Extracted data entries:

━━━━━━━━━━━━━━━━━━━━━━━━━━━━━━

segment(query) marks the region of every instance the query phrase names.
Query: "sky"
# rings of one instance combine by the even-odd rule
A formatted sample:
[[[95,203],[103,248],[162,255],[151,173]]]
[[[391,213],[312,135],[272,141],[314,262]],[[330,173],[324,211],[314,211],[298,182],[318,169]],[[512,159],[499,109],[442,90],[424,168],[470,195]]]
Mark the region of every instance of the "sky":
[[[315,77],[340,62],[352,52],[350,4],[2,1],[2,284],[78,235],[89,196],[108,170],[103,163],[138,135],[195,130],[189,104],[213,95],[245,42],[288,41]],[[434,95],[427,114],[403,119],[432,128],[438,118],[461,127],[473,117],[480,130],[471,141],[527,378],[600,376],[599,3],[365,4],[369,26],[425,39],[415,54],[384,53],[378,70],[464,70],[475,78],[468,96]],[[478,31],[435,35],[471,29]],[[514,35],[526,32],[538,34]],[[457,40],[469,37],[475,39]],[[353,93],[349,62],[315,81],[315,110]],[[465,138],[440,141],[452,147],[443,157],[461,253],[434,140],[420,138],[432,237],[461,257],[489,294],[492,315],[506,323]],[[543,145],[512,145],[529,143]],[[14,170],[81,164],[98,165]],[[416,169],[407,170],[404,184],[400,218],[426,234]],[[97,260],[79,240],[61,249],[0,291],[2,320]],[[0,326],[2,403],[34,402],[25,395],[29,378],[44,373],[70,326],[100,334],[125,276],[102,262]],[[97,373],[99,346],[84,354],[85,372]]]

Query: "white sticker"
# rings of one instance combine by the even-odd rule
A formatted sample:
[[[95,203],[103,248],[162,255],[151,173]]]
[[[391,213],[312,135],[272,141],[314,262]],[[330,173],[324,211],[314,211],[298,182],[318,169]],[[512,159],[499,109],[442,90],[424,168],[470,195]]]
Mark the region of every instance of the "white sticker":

━━━━━━━━━━━━━━━━━━━━━━━━━━━━━━

- _Your task_
Above are the records; copy every line in them that holds the word "white".

- _Answer for the task_
Query: "white sticker"
Mark the region of every instance of the "white sticker":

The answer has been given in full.